## TEXT
---

To what was there said can be added that, even if we are wrong in holding that “the new matter” introduced into the Practice Act, 1915 (Act of May 14), P. L. 483-7, The Pleadings Generally, sections 2, P. L. 483, and 6, P. L. 484, by the 1st and 2nd sections of the Act of March 30, 1925, P. L. 84-5, means no more than new matter in the nature of a counter-claim — that the defendant, having made full response to the facts set forth in the statement of claim, may, in addition, proceed in the affidavit of defence only to aver facts which will entitle him to affirmative relief against the plaintiff — even if to “new matter,” as used in the amending act, is to be attributed a wider significance, than we have given the words, still, the above rule must be made absolute*

“New matter” is matter for the defence not provable under denial, that is”, facts outside of an issue raised by denial, and, hence, any matter embraced in an issue raised, or in any issue which the defendant might have raised, is not new matter: Flack v. O’Brien, 43 N. Y. Supp. 854 (1897), Gaynor, J.; McManus v. Western Assur. Co., 48 N. Y. Supp. 820 (1898), Gaynor, J.; Green v. Brown, 49 N. Y. Supp. 163 (1898), Gaynor, J.; Von Hagen v. Waterbury Manuf. Co., 49 N. Y. Supp. 465 (1898), Gaynor, J.; Laurie v. Duer et al., 61 N. Y. Supp. 930 (1899), Gaynor, J.; Cruikshank v. Press Pub. Co., 65 N. Y. Supp. 297 (1900), Gaynor, J.; Durst v. Brooklyn Heights R. Co., 67 N. Y. Supp. 297 (1900), Gaynor, J.; Johnson v. Andrews, 68 N. Y. Supp. 764 (1901), Gaynor, J.; Schmidt v. McCaffrey, 70 N. Y. Supp. 1011 (1901), Gaynor, J.; Sanford v. Rhoads et al., 80 N. Y. Supp. 404 (1903), Gaynor, J.; and Schultz v. Greenwood Cemetery, 93 N. Y. Supp. 180 (1905), Gaynor, J.

A material allegation of new matter in an affidavit of defence means some fact which the plaintiff in the first instance does not have to prove in order to establish his cause of action and which goes in avoidance or discharge of the cause of action alleged in the statement of claim: McCarty v. Roberts, 8 Ind. 150, 151 (1856), Davison, J.

---

## GOALS
1 > In the text on "new matter" in pleadings, which statute introduced the new matter into the Practice Act, 1915?
2 > List every case that the text on "new matter" cites with the year 1898.
3 > Carry on the legal text about "new matter" in pleadings past its final sentence.

## DATASET CONTENT
---

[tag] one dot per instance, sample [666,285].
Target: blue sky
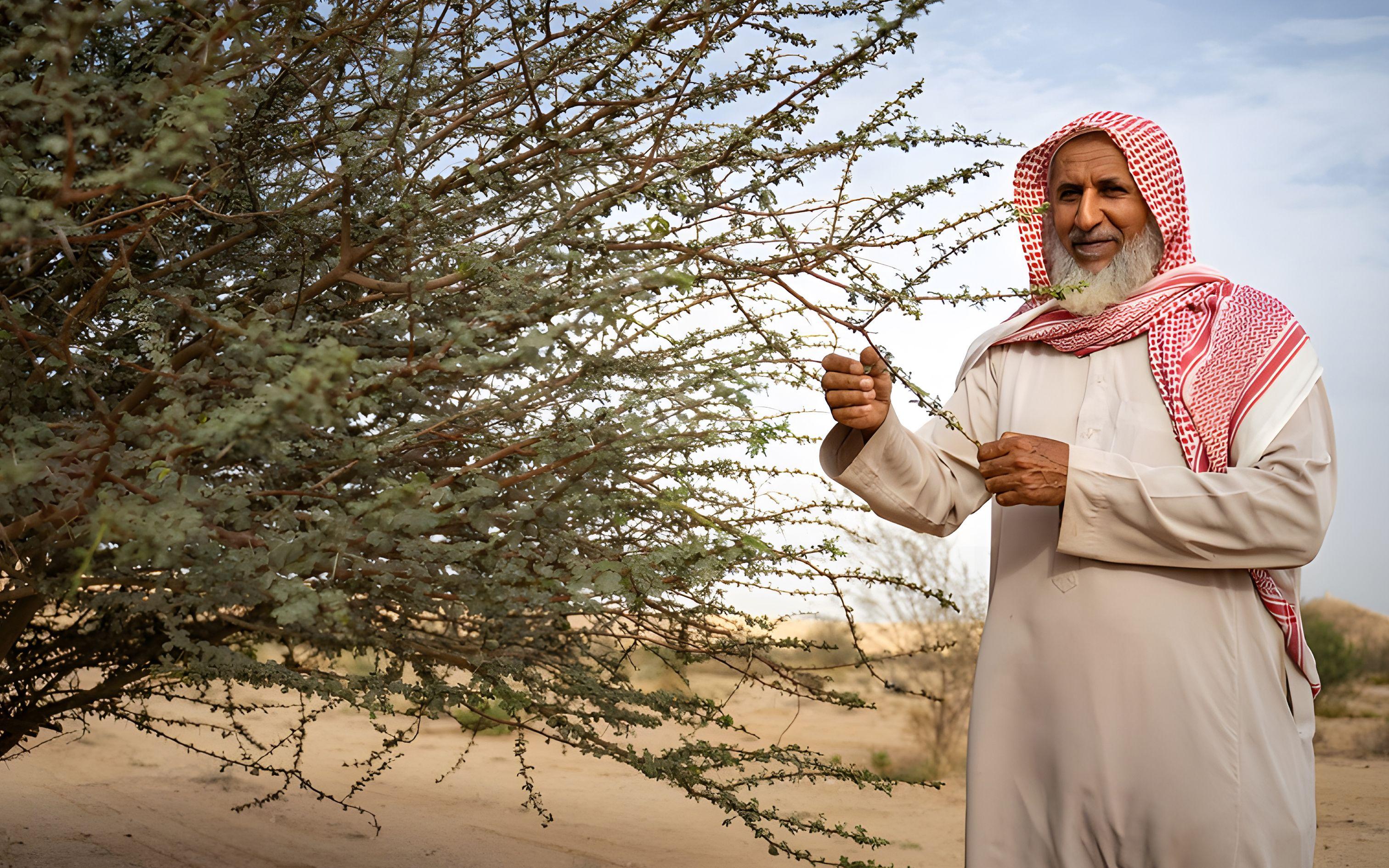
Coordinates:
[1281,116]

---

## EXPECTED RESPONSES
1 > The 1st and 2nd sections of the Act of March 30, 1925, P. L. 84-5.

2 > McManus v. Western Assur. Co.; Green v. Brown; Von Hagen v. Waterbury Manuf. Co.

3 >
“New matter” means matter extrinsic to the matter set up in the statement of claim as the basis of the cause of action: Encyclopedia of Pleading and Practice, Answers in Code Pleading, 777-862, xm, New Matter, 830-51, I, General Nature, 830, Definition; Berreski v. Philadelphia Electric Co. 67 Pa. Superior Ct. 215, 222 (1917), Porter, J. For instance, new matter is where the contract is admitted and the matter set up avoids the contract — not where the matter alleged denies the contract: Brazill v. Isham, 12 N. Y. 9 (1854), Gardiner, C. J.

[196]*196“New matter” is the averment of facts different from those alleged in the statement of claim and not embraced within the judicial inquiry into their truth: Northrup et al. v. The Mississippi Valley Ins. Co., 47 Mo. 435, 443-4 (1871), Wagner, J. Anything which shows that the plaintiff has not the right of of recovery at all, or to the extent he claims, on the case as he makes it, may be given in evidence upon an issue joined by an allegation in the statement of claim and a corresponding denial in the affidavit of defence. Where, however, the defendant relies upon something not put in issue by the plaintiff, the former, must set up that upon which he relies. This is new matter — that is, the defendant seeks to bring into the case a defence hitherto not disclosed by the pleadings: Bridges v. Paige, 13 Cal. 640, 642 (1859), Baldwin, J.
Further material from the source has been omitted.